> [Problem to work on]:
Put every line of the items below into a numbered list, skipping blank lines. Leave the pictures out of your answer.

> [Data entries]:

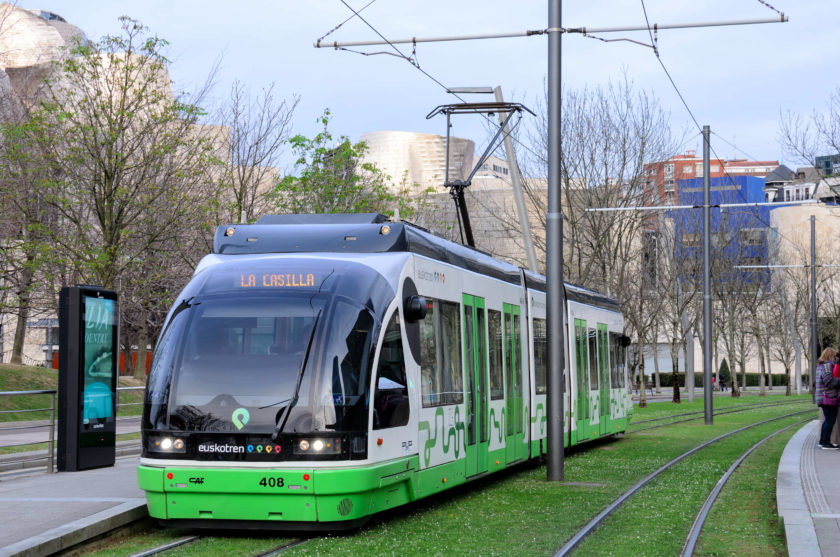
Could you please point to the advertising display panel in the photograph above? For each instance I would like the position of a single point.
(88, 352)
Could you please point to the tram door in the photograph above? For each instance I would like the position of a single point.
(475, 365)
(583, 366)
(514, 420)
(604, 376)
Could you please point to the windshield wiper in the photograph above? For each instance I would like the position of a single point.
(288, 409)
(185, 304)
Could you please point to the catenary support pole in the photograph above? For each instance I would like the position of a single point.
(519, 197)
(814, 345)
(707, 296)
(554, 248)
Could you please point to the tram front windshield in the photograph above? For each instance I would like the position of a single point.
(263, 364)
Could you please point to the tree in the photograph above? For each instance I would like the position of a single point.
(120, 143)
(804, 138)
(333, 178)
(258, 131)
(26, 252)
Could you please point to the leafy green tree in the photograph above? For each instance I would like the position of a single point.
(124, 150)
(333, 177)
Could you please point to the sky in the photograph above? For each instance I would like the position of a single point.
(736, 79)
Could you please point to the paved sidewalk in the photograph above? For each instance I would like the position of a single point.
(808, 495)
(44, 513)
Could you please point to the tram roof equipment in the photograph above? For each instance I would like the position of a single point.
(374, 233)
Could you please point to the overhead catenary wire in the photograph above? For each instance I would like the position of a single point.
(414, 63)
(651, 32)
(337, 27)
(538, 32)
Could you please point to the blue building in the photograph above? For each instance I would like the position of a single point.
(739, 235)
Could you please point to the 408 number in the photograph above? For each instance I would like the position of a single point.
(272, 482)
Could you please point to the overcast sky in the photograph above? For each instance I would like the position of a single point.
(735, 79)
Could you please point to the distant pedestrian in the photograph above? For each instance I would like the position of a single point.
(827, 395)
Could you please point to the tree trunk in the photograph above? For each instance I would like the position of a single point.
(787, 380)
(675, 377)
(22, 314)
(767, 368)
(20, 331)
(657, 383)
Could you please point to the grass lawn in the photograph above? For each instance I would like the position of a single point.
(27, 378)
(518, 512)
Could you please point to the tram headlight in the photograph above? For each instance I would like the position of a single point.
(318, 446)
(165, 444)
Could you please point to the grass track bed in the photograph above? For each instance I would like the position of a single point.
(656, 520)
(519, 513)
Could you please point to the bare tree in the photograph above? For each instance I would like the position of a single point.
(806, 137)
(258, 130)
(120, 143)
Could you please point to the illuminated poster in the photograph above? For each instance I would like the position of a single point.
(100, 326)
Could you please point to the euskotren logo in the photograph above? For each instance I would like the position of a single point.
(240, 417)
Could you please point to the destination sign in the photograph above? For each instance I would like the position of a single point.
(276, 280)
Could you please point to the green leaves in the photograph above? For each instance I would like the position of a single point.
(332, 177)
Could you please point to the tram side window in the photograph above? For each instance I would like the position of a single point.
(497, 380)
(440, 353)
(593, 361)
(604, 358)
(390, 401)
(540, 356)
(617, 360)
(580, 355)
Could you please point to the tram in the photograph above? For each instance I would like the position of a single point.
(319, 369)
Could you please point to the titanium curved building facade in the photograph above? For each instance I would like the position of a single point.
(417, 161)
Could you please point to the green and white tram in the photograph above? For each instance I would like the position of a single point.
(319, 369)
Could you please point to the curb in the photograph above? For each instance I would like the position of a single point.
(794, 514)
(38, 459)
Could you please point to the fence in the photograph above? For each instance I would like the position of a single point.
(34, 456)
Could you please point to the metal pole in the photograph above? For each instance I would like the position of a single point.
(51, 443)
(814, 346)
(446, 175)
(516, 181)
(707, 296)
(554, 249)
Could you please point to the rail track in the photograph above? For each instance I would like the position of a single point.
(584, 532)
(163, 548)
(699, 414)
(700, 520)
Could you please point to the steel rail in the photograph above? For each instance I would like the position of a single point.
(734, 411)
(166, 547)
(700, 520)
(281, 548)
(599, 518)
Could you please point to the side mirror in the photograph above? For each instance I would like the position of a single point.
(414, 308)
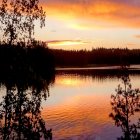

> [Task answer]:
1. Could you please point to the advertising display panel in the photograph above? For each instance I would like the position of a single point.
2. (88, 352)
3. Could you please point to the tram door in the photograph above? For each instance I would like the position of a single point.
4. (475, 365)
5. (583, 366)
6. (514, 420)
7. (604, 376)
8. Could you please point to the windshield wiper in the photograph above? For each instance I would like the position of a single point.
9. (288, 409)
10. (185, 304)
11. Could you please point to the catenary support pole in the photograph above? For each instance I would like the position of a single point.
12. (519, 197)
13. (814, 345)
14. (707, 296)
15. (554, 248)
16. Could you please point to the tram front windshield in the photograph above? For each instance I would like the position of a single point.
17. (263, 364)
18. Could you please point to the tree in the photograph above? For each instance I would like the position of a single point.
19. (120, 143)
20. (804, 138)
21. (333, 178)
22. (258, 131)
23. (26, 252)
24. Could you please point to the leafy green tree in the photograph above? For each instance I would like the position of a single point.
25. (124, 150)
26. (333, 177)
27. Could you please point to the sky in the photograph above? For each instance I would like the position of a single point.
28. (736, 79)
29. Could you please point to the paved sidewalk in the photograph above? For each instance I would like the position of a single point.
30. (808, 495)
31. (44, 513)
32. Could you please point to the tram roof equipment in the photograph above? For each instance I would like the position of a single point.
33. (374, 233)
34. Could you please point to the overhead catenary wire in the photograph above? For each instance I would like the position of a single point.
35. (414, 63)
36. (651, 32)
37. (337, 27)
38. (538, 32)
39. Could you please point to the blue building in the photograph above? For each instance I would like the position of a single point.
40. (739, 235)
41. Could you please point to the 408 number in the photograph above? For each instance I would like the position of a single point.
42. (272, 482)
43. Could you please point to the overcast sky in the photograph above? For each instance I would like the position of a single point.
44. (735, 79)
45. Could you please point to the distant pedestrian in the photograph above? For each instance I would like the position of a single point.
46. (827, 395)
47. Could you please point to the tree trunk in the photograph above? For each instance I would like the position of a single point.
48. (787, 380)
49. (675, 377)
50. (22, 314)
51. (767, 368)
52. (20, 331)
53. (657, 383)
54. Could you please point to the grass lawn in the photograph above? For each instance I would like the position of a single point.
55. (27, 378)
56. (518, 512)
57. Could you please point to the tram headlight in the photograph above? For each instance I would like the position of a single point.
58. (318, 446)
59. (165, 444)
60. Could you please point to the grass track bed in the photograph above? For each instance I would like the position of a single point.
61. (656, 520)
62. (519, 513)
63. Could you please point to the bare tree in the photograph above? For each instance I would like the position of a single point.
64. (806, 137)
65. (258, 130)
66. (120, 143)
67. Could you please point to the illuminated poster in the photograph above? For each instance I would like the position of a single point.
68. (100, 326)
69. Could you please point to the euskotren logo in the photograph above? For each instance I would like the position of a single point.
70. (240, 417)
71. Could you please point to the destination sign in the photograph above? For each instance I would like the position of a single point.
72. (276, 280)
73. Could you please point to the green leaves in the photograph above? For each instance I would like the position of a single point.
74. (332, 177)
75. Could you please point to the tram side window in the photograph above? For each instance I would like the position of a single point.
76. (497, 380)
77. (440, 353)
78. (593, 361)
79. (604, 358)
80. (390, 401)
81. (540, 356)
82. (617, 360)
83. (580, 355)
84. Could you please point to the tram in the photograph above? For each instance I would like the position of a single point.
85. (319, 369)
86. Could you please point to the titanium curved building facade in the photograph above? For each instance I would like the position of a single point.
87. (417, 161)
88. Could you please point to the green and white tram in the photograph above? For each instance I would like the position of a single point.
89. (319, 369)
90. Could you please point to the curb in the photograph above? For each instance I would like the position of a single point.
91. (794, 514)
92. (38, 459)
93. Could you please point to the fence in the photograph above? For each instance I would like the position of a single point.
94. (34, 456)
95. Could you please point to the metal pole in the photograph above? For each instance I would like the position of a single point.
96. (51, 443)
97. (814, 346)
98. (446, 175)
99. (516, 181)
100. (707, 296)
101. (554, 249)
102. Could you please point to the rail track in the photograph above? For each instance I would like the position of a single point.
103. (584, 532)
104. (163, 548)
105. (699, 414)
106. (700, 520)
107. Could you please point to the steel rail in the photograph above? For each instance I would like the position of a single point.
108. (734, 411)
109. (166, 547)
110. (700, 520)
111. (281, 548)
112. (599, 518)
113. Could you please point to the side mirror in the photograph above? For each instance I would like the position of a single point.
114. (414, 308)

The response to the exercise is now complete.